> **Excerpted records**
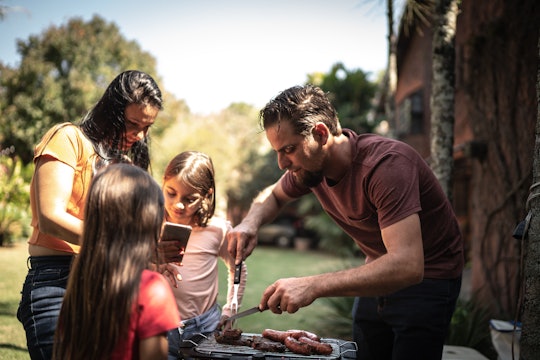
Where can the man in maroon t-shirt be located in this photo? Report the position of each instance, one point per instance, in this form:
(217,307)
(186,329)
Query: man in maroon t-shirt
(384,195)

> **Problem to work on**
Update the listing by replacing every occurrence of "maroon" with "burgundy" and keeping everything else the same. Omit the pictures from the output.

> **Reply**
Where can the man in burgundy t-shirt be located in this photo? Report the position of each instance, one point per instance, in this form:
(217,307)
(186,329)
Query: man in burgundy t-shirt
(384,195)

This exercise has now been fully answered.